• [Extract]:
In a dark day for corporate governance reforms, the Hong Kong Government has rejected the HAMS Proposal to establish an investor representation group. Without enabling legislation for a levy on investors' trading, there will be no funding and no HAMS. The news comes despite widespread endorsement from market participants who want investor representation, rights enforcement, and a higher quality market.

Government Rejects HAMS Proposal
24 April 2002

Well, we tried. Over a year ago, we produced a proposal to establish the Hongkong Association of Minority Shareholders (HAMS) which would have put Hong Kong at the forefront of Asian corporate governance.


The HAMS Proposal includes a Policy Division to analyse the legal and regulatory framework and represent investors in the corporate governance reform process; an Appraisal Division to provide comprehensive and continuous corporate governance scoring and voting recommendations for all listed companies; and an Enforcement Division to conduct quasi-class actions, providing a civil financial deterrent to fraud and abuse of public shareholders, bringing the currently unaffordable legal remedies within reach of investors.

Professionally staffed and open to all investors for a nominal membership fee, HAMS would be principally funded by a 0.005% "Good Governance Levy" on market transactions, to make it a fair user-pays system based on the degree of participation in the markets. Only with that level of funding would HAMS be viable, which is why the market will not see spontaneous and sustained formation of investor groups without it. HAMS would practice its own good governance, with a Board of Governors elected by an estimated 50,000 investor members (half elected by individual members and half by institutional members). The levy and other aspects of HAMS would requires enabling legislation, which in practice requires Government to endorse it.

• [What is required]: Copy out the passage of the HAMS article from "Well, we tried." to "reach of investors.", word for word. The material that comes next was taken from a separate source and has no connection to the HAMS article.

• [Provided material]:

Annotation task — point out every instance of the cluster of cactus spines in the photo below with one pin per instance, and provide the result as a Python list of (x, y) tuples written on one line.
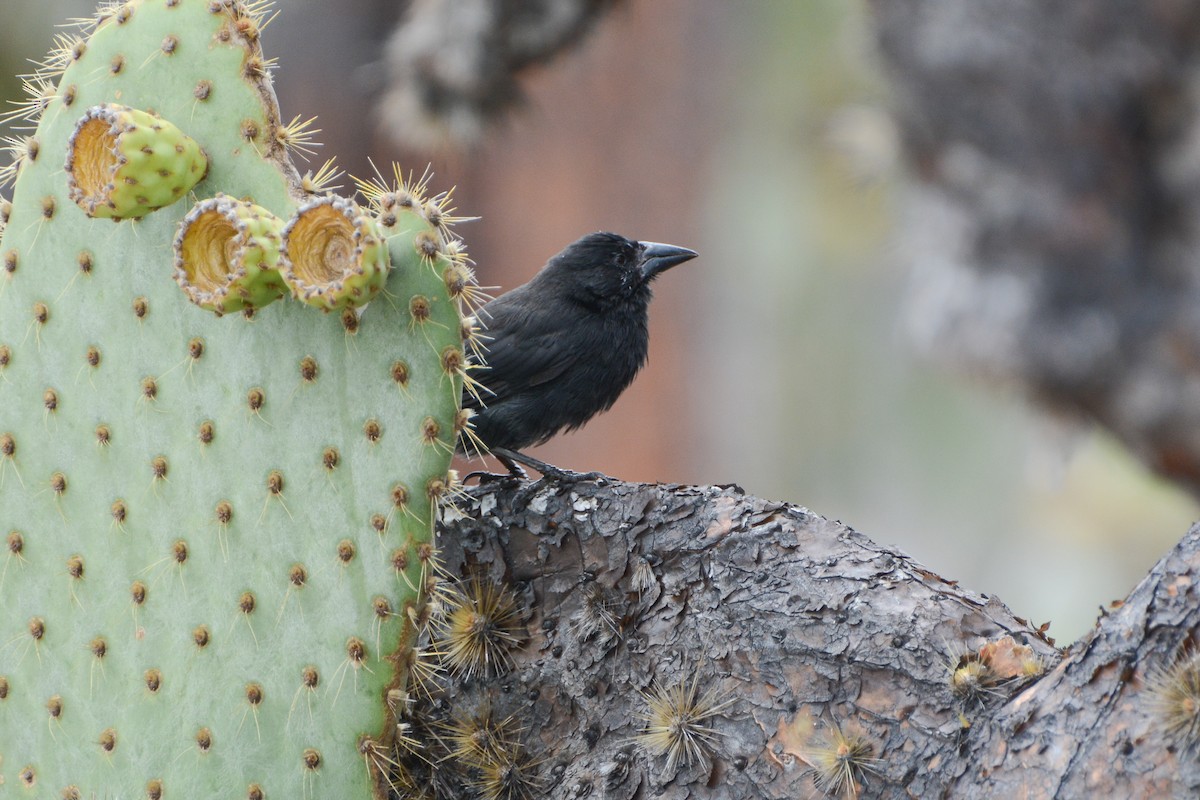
[(216, 527), (677, 721), (996, 666), (1174, 691)]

• [Output for this task]:
Well, we tried. Over a year ago, we produced a proposal to establish the Hongkong Association of Minority Shareholders (HAMS) which would have put Hong Kong at the forefront of Asian corporate governance.


The HAMS Proposal includes a Policy Division to analyse the legal and regulatory framework and represent investors in the corporate governance reform process; an Appraisal Division to provide comprehensive and continuous corporate governance scoring and voting recommendations for all listed companies; and an Enforcement Division to conduct quasi-class actions, providing a civil financial deterrent to fraud and abuse of public shareholders, bringing the currently unaffordable legal remedies within reach of investors.